→ **BRANO FORNITO**

Serie che ha ottenuto un immediato riscontro positivo tra il pubblico, un po’ meno dalla critica e dagli addetti ai lavori, The Diplomat è uno dei nuovi gioielli della corona di Netflix.
Gli otto episodi di cui è composta la prima stagione sono stati rilasciati il 20 aprile di quest’anno e il successo ottenuto ha portato a un subitaneo rinnovo per una seconda stagione (voci di corridoio hanno già previsto l’uscita per la fine del 2024).
Come showrunner di questo political thriller drama c’è Debora Cahn, un passato tra The West Wing, Grey’s Anatomy e Homeland, la quale si detta “felicissima di proseguire quest’avventura insieme a un cast eccezionale” tra i quali spiccano Keri Russell (Felicity e The Americans), Rufus Sewell (The Man in the High Castle), Ato Essandoh (Blood Diamonds), David Gyasi (Carnival Row), Ali Ahn (Billions) e Rory Kinnear (Penny Dreadful).

Grazie alla sua esperienza come sceneggiatrice Debora Cahn è riuscita a rendere The Diplomat un prodotto abbastanza sui generis scegliendo i migliori ingredienti dalle serie in cui ha lavorato. Mescolando bene ne è venuta fuori uno show la cui vicenda potrebbe portare il mondo sull’orlo della Terza Guerra Mondiale, condita con brevi momenti di ironia, tali da alleggerire la tensione costante permettendo allo spettatore di tirare il fiato.

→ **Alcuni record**
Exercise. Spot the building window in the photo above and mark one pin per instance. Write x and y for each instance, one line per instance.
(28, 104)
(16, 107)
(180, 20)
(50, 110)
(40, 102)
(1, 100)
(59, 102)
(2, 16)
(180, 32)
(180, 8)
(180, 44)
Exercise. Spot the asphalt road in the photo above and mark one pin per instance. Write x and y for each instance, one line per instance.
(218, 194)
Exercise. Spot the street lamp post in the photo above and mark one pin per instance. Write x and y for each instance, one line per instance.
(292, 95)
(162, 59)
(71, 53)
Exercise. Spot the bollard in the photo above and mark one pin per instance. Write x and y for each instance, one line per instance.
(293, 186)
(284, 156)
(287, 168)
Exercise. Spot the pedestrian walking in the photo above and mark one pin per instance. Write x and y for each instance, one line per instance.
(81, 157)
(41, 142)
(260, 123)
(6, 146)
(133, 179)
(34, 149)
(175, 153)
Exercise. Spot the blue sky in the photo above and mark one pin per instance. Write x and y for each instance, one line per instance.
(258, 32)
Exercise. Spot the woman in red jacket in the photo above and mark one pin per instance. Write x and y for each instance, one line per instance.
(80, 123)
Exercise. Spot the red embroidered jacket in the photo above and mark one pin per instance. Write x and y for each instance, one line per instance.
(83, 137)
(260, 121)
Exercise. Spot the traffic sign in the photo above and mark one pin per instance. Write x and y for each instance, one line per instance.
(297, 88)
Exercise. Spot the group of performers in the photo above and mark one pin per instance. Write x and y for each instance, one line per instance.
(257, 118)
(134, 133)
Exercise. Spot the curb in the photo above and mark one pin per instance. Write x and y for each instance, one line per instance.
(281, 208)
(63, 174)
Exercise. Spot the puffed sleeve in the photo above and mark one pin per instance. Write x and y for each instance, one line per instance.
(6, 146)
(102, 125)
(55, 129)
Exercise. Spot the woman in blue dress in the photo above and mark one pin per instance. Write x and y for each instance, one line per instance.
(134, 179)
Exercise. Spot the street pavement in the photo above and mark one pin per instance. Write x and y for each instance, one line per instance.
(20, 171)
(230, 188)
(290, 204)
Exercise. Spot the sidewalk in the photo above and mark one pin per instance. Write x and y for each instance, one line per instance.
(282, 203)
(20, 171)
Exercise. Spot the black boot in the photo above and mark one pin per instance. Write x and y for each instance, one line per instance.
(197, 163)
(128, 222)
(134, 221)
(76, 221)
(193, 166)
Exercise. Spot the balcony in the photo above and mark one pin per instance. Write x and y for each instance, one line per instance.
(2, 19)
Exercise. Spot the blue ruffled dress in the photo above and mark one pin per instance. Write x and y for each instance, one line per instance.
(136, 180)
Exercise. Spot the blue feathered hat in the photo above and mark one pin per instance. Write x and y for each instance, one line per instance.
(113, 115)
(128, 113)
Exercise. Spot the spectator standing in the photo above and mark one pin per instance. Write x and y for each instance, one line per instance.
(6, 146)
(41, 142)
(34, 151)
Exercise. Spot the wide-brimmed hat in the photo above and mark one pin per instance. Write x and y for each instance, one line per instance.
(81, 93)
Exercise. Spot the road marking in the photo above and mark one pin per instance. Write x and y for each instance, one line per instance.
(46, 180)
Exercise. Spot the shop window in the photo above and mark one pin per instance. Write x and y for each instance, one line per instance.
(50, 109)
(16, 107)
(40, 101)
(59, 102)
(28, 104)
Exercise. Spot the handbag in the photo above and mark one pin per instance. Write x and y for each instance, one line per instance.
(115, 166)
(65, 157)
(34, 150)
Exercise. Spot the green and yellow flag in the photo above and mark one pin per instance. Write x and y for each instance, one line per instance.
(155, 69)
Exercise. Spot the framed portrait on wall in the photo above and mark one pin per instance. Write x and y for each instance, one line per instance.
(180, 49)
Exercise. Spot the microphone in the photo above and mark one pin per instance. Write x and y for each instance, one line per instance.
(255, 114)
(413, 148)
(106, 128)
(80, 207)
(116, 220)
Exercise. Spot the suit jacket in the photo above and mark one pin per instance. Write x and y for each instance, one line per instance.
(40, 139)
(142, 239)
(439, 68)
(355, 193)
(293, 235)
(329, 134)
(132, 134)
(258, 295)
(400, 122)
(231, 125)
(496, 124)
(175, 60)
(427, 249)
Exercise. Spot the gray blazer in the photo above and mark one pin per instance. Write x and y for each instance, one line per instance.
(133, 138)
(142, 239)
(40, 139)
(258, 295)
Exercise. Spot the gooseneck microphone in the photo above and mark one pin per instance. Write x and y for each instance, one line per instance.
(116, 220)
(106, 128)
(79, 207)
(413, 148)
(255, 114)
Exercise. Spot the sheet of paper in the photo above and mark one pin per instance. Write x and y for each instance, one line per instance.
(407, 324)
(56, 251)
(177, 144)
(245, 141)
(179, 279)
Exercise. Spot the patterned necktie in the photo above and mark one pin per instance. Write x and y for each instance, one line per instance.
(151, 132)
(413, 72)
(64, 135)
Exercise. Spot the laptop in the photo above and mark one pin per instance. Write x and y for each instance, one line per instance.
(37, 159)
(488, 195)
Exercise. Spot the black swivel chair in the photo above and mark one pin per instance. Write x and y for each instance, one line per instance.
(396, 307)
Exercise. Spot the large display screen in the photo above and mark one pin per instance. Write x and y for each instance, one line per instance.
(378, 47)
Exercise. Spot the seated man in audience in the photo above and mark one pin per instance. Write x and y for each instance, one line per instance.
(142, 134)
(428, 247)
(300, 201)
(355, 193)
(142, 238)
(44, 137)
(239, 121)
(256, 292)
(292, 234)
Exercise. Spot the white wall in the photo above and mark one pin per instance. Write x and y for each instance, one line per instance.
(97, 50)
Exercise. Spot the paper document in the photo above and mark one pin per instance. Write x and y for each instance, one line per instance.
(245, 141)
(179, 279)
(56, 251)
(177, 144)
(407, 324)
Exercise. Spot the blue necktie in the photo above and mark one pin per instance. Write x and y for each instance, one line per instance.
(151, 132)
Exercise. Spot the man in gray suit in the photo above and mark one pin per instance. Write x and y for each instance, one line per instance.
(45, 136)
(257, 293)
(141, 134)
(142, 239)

→ **CONSEGNA 1**
Ricopia senza cambiare nulla la parte dell'elenco che va dalla riga contenente "Exercise. Spot the paper" fino alla fine dell'elenco, estremi inclusi.
→ **CONSEGNA 2**
Prosegui il brano sulla serie The Diplomat dopo la sua ultima frase.

→ **RISPOSTA CORRETTA 1**
Exercise. Spot the paper document in the photo above and mark one pin per instance. Write x and y for each instance, one line per instance.
(245, 141)
(179, 279)
(56, 251)
(177, 144)
(407, 324)
Exercise. Spot the blue necktie in the photo above and mark one pin per instance. Write x and y for each instance, one line per instance.
(151, 132)
Exercise. Spot the man in gray suit in the photo above and mark one pin per instance. Write x and y for each instance, one line per instance.
(45, 136)
(257, 293)
(141, 134)
(142, 239)

→ **RISPOSTA CORRETTA 2**
Rimandi e citazioni, per chi conosce le serie nelle quali Debora Cahn ha lavorato, si susseguono rapidamente permettendo a chi guarda di riconoscerle e di sorriderne. Per chi, invece, è al suo primo appuntamento con un genere che gli americani sanno davvero fare bene, resterà sorpreso piacevolmente tanto da divorare una puntata dietro l’altra.

Un importante contributo alla narrazione lo danno chiaramente gli attori protagonisti capaci di infondere nei loro personaggi una credibilità non da poco. L’impressione superficiale è quella di averli già visti e rivisti in mille altri spettacoli del genere. In realtà primari e comprimari hanno, ciascuno a modo suo, una verve che li caratterizza rendendoli unici, perfettamente funzionali e persino indispensabili allo show.
Come sempre accade i personaggi instaurano attraverso la trama una serie di relazioni tra loro. E mai come nel caso di una storia che parla di un’ambasciatrice e del suo entourage le relazioni sono importanti.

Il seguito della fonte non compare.